* **Selected passage**:
What are the Most-Searched Insurances in Your Area?

In an ideal world, healthcare providers and patients would find one another only based on satisfaction ratings, referrals and recommendations, or simply because of a convenient practice location serving the needs of the surrounding community.

The reality? Patients typically first evaluate potential providers by posing just one question: Do they take my insurance?

In several recent consumer research polls, between 72 and 83 percent of respondents reported that whether a physician is covered by their insurance plan is the key determining factor in whether or not they approach them for their health care needs. While other variables like wait times and rapport with patients were also important factors, most providers won’t even get an opportunity to establish that relationship if the answer to that crucial first question is negative.

“If you’re a brand-new physician, you need volume to cover overhead,” says Greg Mertz, a physician management specialist and managing director of Physician Strategies Group in Virginia Beach, Virginia. “Every practice needs to be affiliated with the largest payers.”

That information isn’t always easy to come by. While physicians can ask peers in their markets for advice, they still run the risk of missing a key commercial carrier that could impede the kind of volume new practices need to establish a patient base and cover expenses. When you’re not inclusive of those individuals, Mertz says, the consequences are predictable. “The competition gets those patients.”

The Most-Searched Commercial Insurance Carriers in Your Area

To avoid that outcome, we looked at the top metro areas in the country based on population size and analyzed the insurance carriers that make up at least 25% of searches when Zocdoc users are looking for providers. By reviewing the charts below, you can be certain you’re structuring your practice to include the most-searched carriers in your area. Take a look, and then keep scrolling—we’ve got more advice below.

 

As you can see, acceptance of the widely-used “blues” carriers along with other major commercial carriers like Aetna and Cigna make it possible to keep your pool of potential patients as large as possible.

Stored data entries
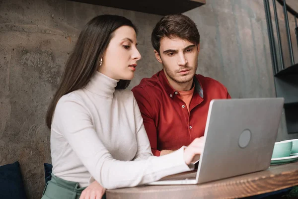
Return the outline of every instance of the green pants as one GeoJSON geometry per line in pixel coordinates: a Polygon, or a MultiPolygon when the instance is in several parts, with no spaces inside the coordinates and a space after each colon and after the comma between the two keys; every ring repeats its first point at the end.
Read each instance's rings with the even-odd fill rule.
{"type": "MultiPolygon", "coordinates": [[[[68,181],[52,174],[46,184],[41,199],[79,199],[85,187],[78,188],[78,183],[68,181]]],[[[105,199],[105,194],[102,199],[105,199]]]]}

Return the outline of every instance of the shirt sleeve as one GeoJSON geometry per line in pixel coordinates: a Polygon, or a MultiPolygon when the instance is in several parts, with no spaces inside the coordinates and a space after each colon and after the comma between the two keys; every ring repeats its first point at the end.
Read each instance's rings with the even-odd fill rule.
{"type": "Polygon", "coordinates": [[[141,87],[135,87],[132,90],[141,111],[145,129],[147,133],[151,150],[155,156],[160,155],[160,151],[157,149],[157,130],[153,119],[153,104],[150,101],[149,95],[141,87]]]}
{"type": "MultiPolygon", "coordinates": [[[[135,187],[191,170],[184,162],[183,148],[167,155],[152,156],[147,160],[121,161],[114,159],[97,135],[100,132],[95,131],[90,115],[83,103],[77,100],[60,99],[54,116],[55,127],[67,140],[91,176],[104,188],[135,187]]],[[[141,145],[146,147],[138,149],[138,157],[142,159],[143,156],[149,156],[149,146],[144,138],[145,131],[139,131],[140,133],[138,139],[140,147],[141,145]]]]}

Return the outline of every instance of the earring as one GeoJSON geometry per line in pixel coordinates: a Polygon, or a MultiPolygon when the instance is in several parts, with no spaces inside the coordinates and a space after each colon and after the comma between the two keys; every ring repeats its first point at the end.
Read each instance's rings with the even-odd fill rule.
{"type": "Polygon", "coordinates": [[[99,63],[99,66],[102,65],[102,58],[100,59],[100,62],[99,63]]]}

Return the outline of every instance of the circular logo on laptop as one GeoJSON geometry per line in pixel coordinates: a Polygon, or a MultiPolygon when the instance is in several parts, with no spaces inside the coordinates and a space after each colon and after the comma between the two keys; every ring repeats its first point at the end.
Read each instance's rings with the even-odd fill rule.
{"type": "Polygon", "coordinates": [[[249,129],[245,129],[242,131],[239,136],[238,144],[240,148],[245,148],[249,144],[251,138],[251,132],[249,129]]]}

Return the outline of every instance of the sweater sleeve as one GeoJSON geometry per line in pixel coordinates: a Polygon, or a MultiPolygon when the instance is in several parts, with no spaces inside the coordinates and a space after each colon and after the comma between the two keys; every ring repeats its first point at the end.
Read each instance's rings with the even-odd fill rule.
{"type": "Polygon", "coordinates": [[[114,159],[97,135],[90,113],[83,103],[63,98],[55,109],[55,127],[90,175],[105,188],[135,187],[191,170],[184,162],[183,147],[167,155],[150,156],[142,160],[145,159],[142,156],[149,156],[149,146],[142,125],[138,133],[140,134],[137,137],[140,147],[136,157],[141,160],[121,161],[114,159]]]}
{"type": "Polygon", "coordinates": [[[143,119],[135,98],[134,98],[134,115],[138,145],[138,150],[134,160],[147,160],[153,154],[151,152],[150,143],[143,124],[143,119]]]}

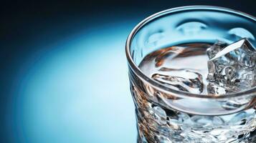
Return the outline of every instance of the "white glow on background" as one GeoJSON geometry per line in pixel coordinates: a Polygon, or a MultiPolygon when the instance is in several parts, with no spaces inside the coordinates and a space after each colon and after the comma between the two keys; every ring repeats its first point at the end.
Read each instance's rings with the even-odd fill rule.
{"type": "Polygon", "coordinates": [[[124,50],[133,26],[98,27],[41,55],[21,77],[17,140],[136,142],[124,50]]]}

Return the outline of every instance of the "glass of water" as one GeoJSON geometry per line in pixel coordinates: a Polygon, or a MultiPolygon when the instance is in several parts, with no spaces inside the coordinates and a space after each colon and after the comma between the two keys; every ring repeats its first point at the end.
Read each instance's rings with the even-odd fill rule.
{"type": "Polygon", "coordinates": [[[139,23],[125,49],[138,142],[256,142],[255,26],[252,16],[208,6],[171,9],[139,23]],[[235,42],[252,51],[225,50],[221,60],[232,52],[237,59],[214,65],[209,80],[209,59],[235,42]]]}

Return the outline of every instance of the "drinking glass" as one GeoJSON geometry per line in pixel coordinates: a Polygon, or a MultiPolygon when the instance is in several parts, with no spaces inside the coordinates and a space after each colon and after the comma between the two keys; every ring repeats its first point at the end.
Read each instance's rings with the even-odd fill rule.
{"type": "Polygon", "coordinates": [[[168,88],[138,67],[163,47],[242,38],[256,45],[256,19],[229,9],[192,6],[167,9],[143,20],[125,46],[138,142],[256,142],[256,88],[204,95],[168,88]]]}

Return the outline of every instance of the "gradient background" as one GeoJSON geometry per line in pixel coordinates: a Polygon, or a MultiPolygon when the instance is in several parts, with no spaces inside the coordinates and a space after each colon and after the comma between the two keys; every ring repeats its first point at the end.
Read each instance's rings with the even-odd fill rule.
{"type": "Polygon", "coordinates": [[[253,1],[1,2],[0,142],[136,142],[125,42],[146,16],[253,1]]]}

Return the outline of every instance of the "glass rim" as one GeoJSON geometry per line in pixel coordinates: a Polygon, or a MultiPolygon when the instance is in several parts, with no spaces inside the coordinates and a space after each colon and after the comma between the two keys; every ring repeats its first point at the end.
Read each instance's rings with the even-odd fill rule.
{"type": "Polygon", "coordinates": [[[186,92],[182,92],[182,91],[178,91],[175,90],[171,88],[168,88],[167,87],[157,82],[156,81],[153,80],[151,78],[148,77],[146,76],[139,68],[138,66],[137,66],[131,54],[131,44],[133,41],[133,39],[134,38],[135,35],[137,34],[137,32],[146,24],[150,22],[151,21],[158,18],[160,16],[169,14],[171,13],[174,12],[180,12],[180,11],[189,11],[189,10],[212,10],[212,11],[221,11],[221,12],[226,12],[226,13],[229,13],[229,14],[236,14],[245,18],[250,19],[256,22],[256,18],[253,16],[251,16],[248,14],[234,10],[232,9],[228,9],[228,8],[224,8],[224,7],[220,7],[220,6],[207,6],[207,5],[196,5],[196,6],[180,6],[180,7],[176,7],[176,8],[172,8],[172,9],[169,9],[166,10],[161,11],[160,12],[156,13],[153,15],[151,15],[148,16],[147,18],[144,19],[143,21],[141,21],[140,23],[138,23],[131,31],[130,34],[128,35],[126,43],[125,43],[125,54],[126,54],[126,58],[128,59],[128,66],[131,67],[131,69],[133,71],[134,74],[138,76],[140,79],[143,81],[144,82],[146,82],[151,87],[153,87],[155,89],[157,89],[158,90],[163,92],[164,93],[167,93],[168,94],[171,94],[171,96],[176,96],[176,97],[184,97],[184,98],[187,98],[187,97],[196,97],[196,98],[204,98],[204,99],[226,99],[226,98],[232,98],[232,97],[242,97],[243,95],[248,95],[248,94],[252,94],[256,96],[256,87],[250,89],[248,90],[245,90],[242,92],[235,92],[235,93],[229,93],[229,94],[220,94],[218,96],[216,96],[214,94],[192,94],[192,93],[189,93],[186,92]]]}

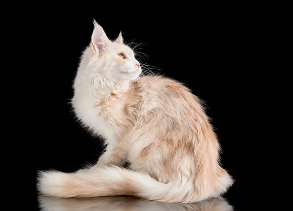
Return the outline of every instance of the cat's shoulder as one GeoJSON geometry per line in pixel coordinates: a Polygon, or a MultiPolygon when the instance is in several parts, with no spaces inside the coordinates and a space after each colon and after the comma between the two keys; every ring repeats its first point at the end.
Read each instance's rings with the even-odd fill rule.
{"type": "Polygon", "coordinates": [[[137,79],[141,86],[153,88],[165,88],[181,92],[190,92],[189,88],[175,79],[160,75],[146,76],[137,79]]]}

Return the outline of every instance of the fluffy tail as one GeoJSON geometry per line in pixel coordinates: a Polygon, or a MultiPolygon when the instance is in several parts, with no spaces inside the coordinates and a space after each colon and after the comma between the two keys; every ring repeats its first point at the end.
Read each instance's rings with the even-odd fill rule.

* **Your task**: In the article on most-searched insurance carriers, condense the paragraph beginning "In several recent consumer research polls" into a shorter version that keeps its main facts.

* **Task answer**: Recent consumer polls found that 72 to 83 percent of respondents consider a physician's coverage by their insurance plan the key factor in choosing them for care. Wait times and rapport with patients also matter, but most providers never get the chance to build that relationship if they don't take the patient's insurance.